Tout cela, parce qu’il reste malgré bien des griefs des colonisés envers la métropole, un lien indéfectible, constitué par un héritage historique commun, et le partage de la langue...

C’est ainsi que beaucoup d’Africains de l’ex-empire continuent de faire le siège des consulats, afin d’obtenir un visas pour la métropole, parce qu’il ressentent confusément pour les uns, même s’il se trompent souvent, que c’est là que se trouvent pour eux les moyens et les occasions de réussir quelque chose, et pour les autres, que c’est là que se développent les principaux “événements” de la culture qu’ils partagent, et il se trouve même des artistes qui, ayant eu le succès chez eux, viennent ici pour recevoir leur couronnement.

En fait, la France, et particulièrement la ville de Paris, constituent selon un paradoxe qui n’est finalement qu’apparent, pour les élites africaines francophones en quête d’excellence dans leur art, un passage obligé. Ceci, parce qu’en plus des écoles, des universités, des instituts de recherche et bien d’autres commodités logistiques indispensables, c’est là que se développe une production intellectuelle considérable sur des questions concernant l’Afrique, et que peuvent se nouer des contacts intéressants avec des gens venus de tous les horizons, sans avoir à parcourir le monde entier.

C’est d’ailleurs là que se trouvent de véritables Africains, c’est à dire des gens dégagés du sectarisme ethnique qui fait tant de dégâts sur le continent, dans un lieu ou ces différences deviennent ridicules face à tout ce qui les oppose au Français. D’autre part, nous sommes là dans une ville où l’on trouve davantage de documents sur l’Afrique dans le seul quartier latin, que dans toute l’Afrique francophone réunie. C’est ainsi que les géologues français, après avoir procédé à un recensement des nappes d’eau souterraines de la zone sahélienne, avaient consignés leurs résultats dans un document dont l’original fut conservé au BRGM, mais dont la copie qu’ils avaient transmise aux gens du Burkina qui en étaient demandeurs, avait à l’époque où je m’occupais de ces questions, tout simplement été perdue par ceux-là...!

# TÂCHES À RÉALISER
1: Dans le texte sur Paris et les élites africaines, où a été conservé l'original du document des géologues français sur les nappes d'eau souterraines de la zone sahélienne ?
2: Poursuivez, s'il vous plaît, le texte sur Paris et les élites africaines à partir de sa dernière phrase.

# DONNÉES RECUEILLIES
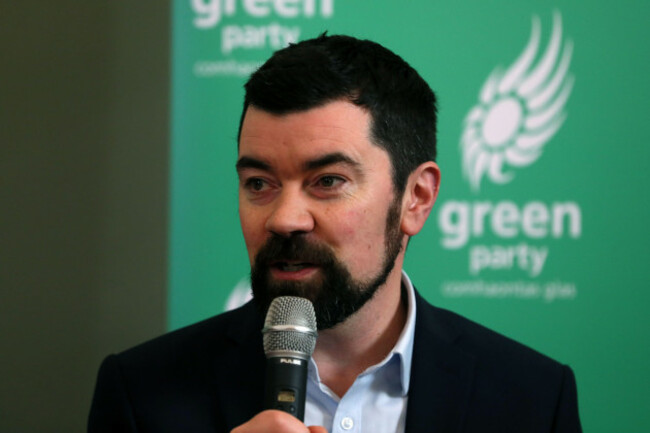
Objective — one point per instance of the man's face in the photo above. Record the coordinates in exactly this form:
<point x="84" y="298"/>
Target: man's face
<point x="317" y="208"/>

# RÉSULTATS ATTENDUS
1: Au BRGM.

2:
En réalité, il se produit dans la communauté africaine de ce qui tend de plus en plus à devenir “Paris la noire”, un bouillonnement intellectuel sans précédent, par rapport auquel les belles heures de Saint-Germain des prés ne sont que babillage futile. Tout cela se passe à dix mille mètres au-dessus de la tête des Parisiens français qui n’en soupçonnent rien, et qui ne comprennent pas que si tant d’Africains viennent ici, c’est tout simplement parce que c’est là que se situe cet “événement”.

Tout ceci montre que les liens tissés selon l’empire ne sont pas à la veille d’être rompus, et que si l’on veut en finir avec l’empire moribond, ce n’est pas par le néant qu’on y parviendra, mais bien par son remplacement par un autre, par un empire fondé cette fois sur la base d’une appartenance culturelle. Ceci, en étant conscient que tôt ou tard, le centre culturel de cet empire se déplacera fatalement de la métropole parisienne, vers une de ces grandes métropoles africaines comme Kinshasa qui, avec ses quatorze millions d’habitants, constitue d’ores et déjà et de très loin, la plus grande ville francophone du monde.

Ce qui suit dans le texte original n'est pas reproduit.